书面练习 1 -
判断下面三项陈述是否与下文 BZOJ 5338 题解摘录相符。每项答“是”或“否”，并引用摘录中起决定作用的原文。
(a) 宏 N 被定义为 200005。
(b) insert 函数的循环从第 31 位开始逐位向下处理。
(c) 作者认为把序列问题放到树上很有意思。
书面练习 2 - 从下文 BZOJ 5338 题解摘录的最后一行 void dfs1(int u,int ff) 之后续写代码。

文档摘录 -
• BZOJ 5338: [TJOI2018]xor 可持久化trie+dfs序


    强行把序列问题放树上,好无聊啊~  

    code: 

    #include <bits/stdc++.h>        
    #define N 200005   
    #define setIO(s) freopen(s".in","r",stdin) 
    using namespace std;     
    int tot,edges,tim;   
    int cnt[N*33],ch[N*33][2],tree[N],seq[N],val[N],ba[N];         
    int fa[N],son[N],size[N],top[N],dep[N],hd[N],to[N<<1],nex[N<<1],dfn[N],ed[N];     
    inline void add(int u,int v) 
    {
        nex[++edges]=hd[u],hd[u]=edges,to[edges]=v;   
    }
    void insert(int pre,int &x,int v) 
    {  
        int now=x=++tot;                 
        for(int i=30;i>=0;--i)                  
        {
            int o=((v>>i)&1);      
            ch[now][o^1]=ch[pre][o^1];        
            ch[now][o]=++tot;                      
            pre=ch[pre][o];  
            now=tot;          
            cnt[now]=cnt[pre]+1;  
        }    
    }   
    void dfs1(int u,int ff)

记录资料 -
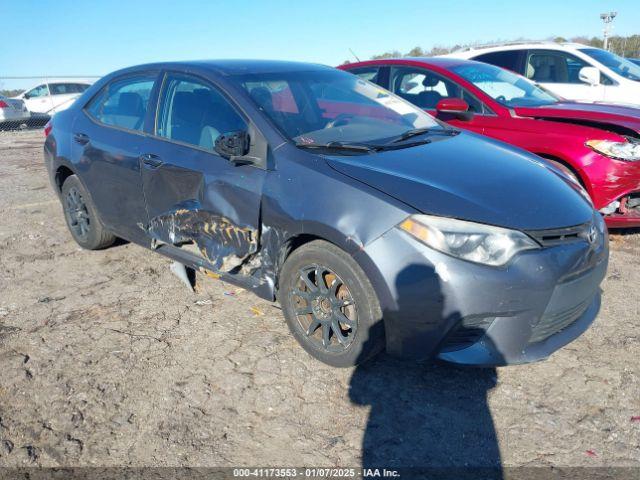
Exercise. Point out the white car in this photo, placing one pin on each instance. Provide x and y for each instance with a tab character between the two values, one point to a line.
570	70
52	97
13	112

练习答案 1 -
(a) 是：“#define N 200005”
(b) 否：“for(int i=30;i>=0;--i)”
(c) 否：“强行把序列问题放树上,好无聊啊~”

练习答案 2 -
    {
        fa[u]=ff,dep[u]=dep[ff]+1,size[u]=1,dfn[u]=++tim,ba[tim]=u;   
        for(int i=hd[u];i;i=nex[i]) 
        {
            int v=to[i]; 
            if(v==ff)    continue;         
            insert(tree[u],tree[v],val[v]);             
            dfs1(v,u); 
            size[u]+=size[v]; 
            if(size[v]>size[son[u]])       son[u]=v;   
        }
        ed[u]=tim;   
    }   
    void dfs2(int u,int tp) 
    {   
        top[u]=tp;   
        if(son[u])    dfs2(son[u],tp); 
        for(int i=hd[u];i;i=nex[i])     if(to[i]!=fa[u]&&to[i]!=son[u])   dfs2(to[i],to[i]);       
    }
    inline int LCA(int x,int y) 
    {
        while(top[x]!=top[y])    dep[top[x]]>dep[top[y]]?x=fa[top[x]]:y=fa[top[y]];   
        return dep[x]<dep[y]?x:y;   
    }
    int query1(int x,int y,int z) 
    {
        int re=0;  
        for(int i=30;i>=0;--i)                      
        {  
            int o=((z>>i)&1);     
            if(cnt[ch[y][o^1]]>cnt[ch[x][o^1]])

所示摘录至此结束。